[SUPPLIED MATERIAL — start]
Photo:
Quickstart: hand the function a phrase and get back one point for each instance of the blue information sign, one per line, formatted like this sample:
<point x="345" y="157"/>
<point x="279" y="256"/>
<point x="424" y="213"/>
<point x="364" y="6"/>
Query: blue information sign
[SUPPLIED MATERIAL — finish]
**INSTRUCTIONS TO FOLLOW**
Across the entries, work out how many lines hold the word "blue". Reply with that number only.

**ANSWER SECTION**
2